TASK OBJECTIVE: The exercise asks for every line of the data to be reproduced exactly.

ENTRIES SUPPLIED:
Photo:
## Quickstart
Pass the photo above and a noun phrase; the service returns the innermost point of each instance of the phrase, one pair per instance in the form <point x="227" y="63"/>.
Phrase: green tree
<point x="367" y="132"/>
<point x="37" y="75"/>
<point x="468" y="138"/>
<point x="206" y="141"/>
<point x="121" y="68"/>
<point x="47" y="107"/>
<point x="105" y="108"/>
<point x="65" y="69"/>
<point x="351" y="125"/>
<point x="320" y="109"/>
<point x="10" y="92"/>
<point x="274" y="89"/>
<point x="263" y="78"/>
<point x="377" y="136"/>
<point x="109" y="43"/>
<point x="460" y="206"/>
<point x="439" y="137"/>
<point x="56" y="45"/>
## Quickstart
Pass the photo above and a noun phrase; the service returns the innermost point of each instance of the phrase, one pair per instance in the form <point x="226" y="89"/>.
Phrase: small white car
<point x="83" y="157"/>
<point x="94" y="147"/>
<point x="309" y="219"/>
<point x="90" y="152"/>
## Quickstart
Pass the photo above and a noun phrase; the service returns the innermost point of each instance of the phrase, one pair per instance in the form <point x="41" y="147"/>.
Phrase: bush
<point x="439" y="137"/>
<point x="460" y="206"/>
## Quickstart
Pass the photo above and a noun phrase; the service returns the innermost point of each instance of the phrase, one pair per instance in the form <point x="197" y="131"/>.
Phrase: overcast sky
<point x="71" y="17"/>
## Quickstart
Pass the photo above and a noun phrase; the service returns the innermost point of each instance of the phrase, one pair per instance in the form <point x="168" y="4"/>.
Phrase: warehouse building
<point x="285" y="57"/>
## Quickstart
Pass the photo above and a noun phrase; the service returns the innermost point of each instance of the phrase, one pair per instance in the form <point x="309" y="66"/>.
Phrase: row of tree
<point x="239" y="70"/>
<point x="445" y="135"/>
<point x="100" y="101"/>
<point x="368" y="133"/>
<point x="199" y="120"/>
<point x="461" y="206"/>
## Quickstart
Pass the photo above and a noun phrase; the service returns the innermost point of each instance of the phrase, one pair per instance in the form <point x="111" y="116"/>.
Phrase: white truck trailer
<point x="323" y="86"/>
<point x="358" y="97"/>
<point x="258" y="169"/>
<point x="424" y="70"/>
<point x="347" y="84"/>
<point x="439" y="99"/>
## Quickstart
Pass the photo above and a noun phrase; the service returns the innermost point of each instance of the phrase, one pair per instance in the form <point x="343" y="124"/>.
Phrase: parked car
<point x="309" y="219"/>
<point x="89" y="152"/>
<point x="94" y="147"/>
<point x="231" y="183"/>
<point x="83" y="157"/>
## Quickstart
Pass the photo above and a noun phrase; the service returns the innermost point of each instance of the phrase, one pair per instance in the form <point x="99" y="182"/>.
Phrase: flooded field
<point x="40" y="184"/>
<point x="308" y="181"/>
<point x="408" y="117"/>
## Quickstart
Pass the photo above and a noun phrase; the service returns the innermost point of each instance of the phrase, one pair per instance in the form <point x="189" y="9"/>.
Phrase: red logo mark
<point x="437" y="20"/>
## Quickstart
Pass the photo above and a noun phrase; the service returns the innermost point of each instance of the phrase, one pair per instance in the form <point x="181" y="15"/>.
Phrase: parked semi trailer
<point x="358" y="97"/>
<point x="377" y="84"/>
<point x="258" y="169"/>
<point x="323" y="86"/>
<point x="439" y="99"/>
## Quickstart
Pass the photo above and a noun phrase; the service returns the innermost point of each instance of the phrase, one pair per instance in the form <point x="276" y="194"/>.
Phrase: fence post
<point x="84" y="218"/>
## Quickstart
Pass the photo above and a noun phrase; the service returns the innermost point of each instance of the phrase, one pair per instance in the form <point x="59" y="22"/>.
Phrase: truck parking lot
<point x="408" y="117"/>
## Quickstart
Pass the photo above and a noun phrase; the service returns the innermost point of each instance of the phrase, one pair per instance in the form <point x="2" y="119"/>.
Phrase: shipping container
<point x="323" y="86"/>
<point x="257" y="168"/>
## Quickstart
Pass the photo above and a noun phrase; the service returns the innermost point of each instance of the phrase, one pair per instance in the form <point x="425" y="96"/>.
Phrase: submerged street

RESULT OF THE EXERCISE:
Photo:
## Quickstart
Pass the photo above and a noun phrase; the service returns the innermost point of each instance of the phrase, one pair per instance in the form <point x="227" y="63"/>.
Phrase: green tree
<point x="367" y="132"/>
<point x="37" y="75"/>
<point x="468" y="138"/>
<point x="206" y="141"/>
<point x="121" y="68"/>
<point x="47" y="107"/>
<point x="105" y="108"/>
<point x="65" y="69"/>
<point x="351" y="125"/>
<point x="320" y="109"/>
<point x="10" y="92"/>
<point x="274" y="89"/>
<point x="263" y="78"/>
<point x="377" y="136"/>
<point x="109" y="43"/>
<point x="460" y="206"/>
<point x="439" y="137"/>
<point x="56" y="45"/>
## Quickstart
Pass the photo above and a noun phrase; the service returns the innermost point of each instance of the phrase, one pair per instance in the form <point x="226" y="89"/>.
Phrase: small white car
<point x="83" y="157"/>
<point x="94" y="147"/>
<point x="309" y="219"/>
<point x="90" y="152"/>
## Quickstart
Pass the photo above and a noun phrase; the service returns the innermost point of each instance of the phrase, one pair per instance in the form <point x="41" y="147"/>.
Phrase: bush
<point x="439" y="137"/>
<point x="460" y="206"/>
## Quickstart
Pass the photo above and a noun phrase; the service returns the innermost point of each instance of the phrase, one pair per instance in the form <point x="197" y="131"/>.
Phrase: overcast sky
<point x="71" y="17"/>
## Quickstart
Pass the photo above and a noun phrase; the service returns the innermost point of each instance of the phrase, one pair per instance in the form <point x="168" y="4"/>.
Phrase: warehouse building
<point x="285" y="57"/>
## Quickstart
Pass the photo above and a noun phrase; the service returns the innermost point of each instance of the phrase, one pair per instance in the form <point x="309" y="66"/>.
Phrase: row of tree
<point x="239" y="70"/>
<point x="445" y="135"/>
<point x="100" y="101"/>
<point x="368" y="133"/>
<point x="199" y="120"/>
<point x="461" y="206"/>
## Quickstart
Pass the photo above and a noun phrase; the service returns the innermost point of each instance of the phrase, one pair per instance in the form <point x="111" y="116"/>.
Phrase: white truck trailer
<point x="323" y="86"/>
<point x="358" y="97"/>
<point x="258" y="169"/>
<point x="424" y="70"/>
<point x="347" y="84"/>
<point x="439" y="99"/>
## Quickstart
Pass the photo above and a noun phrase; the service returns the innermost point of each instance of the phrase, one pair per instance in the form <point x="343" y="124"/>.
Phrase: parked car
<point x="309" y="219"/>
<point x="89" y="152"/>
<point x="94" y="147"/>
<point x="231" y="183"/>
<point x="83" y="157"/>
## Quickstart
Pass the photo above and a noun phrase; the service returns the innermost point of each instance of the phrase, one pair per instance in the form <point x="99" y="182"/>.
Phrase: flooded field
<point x="40" y="184"/>
<point x="308" y="181"/>
<point x="408" y="117"/>
## Quickstart
Pass the photo above and a noun phrase; the service returns the innermost point of each instance of the phrase, one pair per instance in the form <point x="189" y="9"/>.
Phrase: red logo mark
<point x="437" y="20"/>
## Quickstart
Pass the photo above and a noun phrase; the service returns the innermost point of each instance of the phrase, one pair per instance in the form <point x="181" y="15"/>.
Phrase: parked semi trailer
<point x="358" y="97"/>
<point x="377" y="84"/>
<point x="258" y="169"/>
<point x="323" y="86"/>
<point x="439" y="99"/>
## Quickstart
Pass the photo above and a noun phrase; the service returns the innermost point of each instance of the phrase, one pair per instance in the form <point x="276" y="194"/>.
Phrase: fence post
<point x="84" y="218"/>
## Quickstart
Pass the photo above and a noun phrase; the service returns the innermost point of each instance of the phrase, one pair per instance in the form <point x="59" y="22"/>.
Phrase: truck parking lot
<point x="408" y="117"/>
## Quickstart
Pass the photo above and a noun phrase; the service returns the innermost point of each instance of the phrase, one pair per instance in the form <point x="2" y="119"/>.
Phrase: shipping container
<point x="323" y="86"/>
<point x="257" y="168"/>
## Quickstart
Pass the photo above and a noun phrase; the service returns the innermost point of each instance of the phrase, one pair per instance in the form <point x="425" y="96"/>.
Phrase: submerged street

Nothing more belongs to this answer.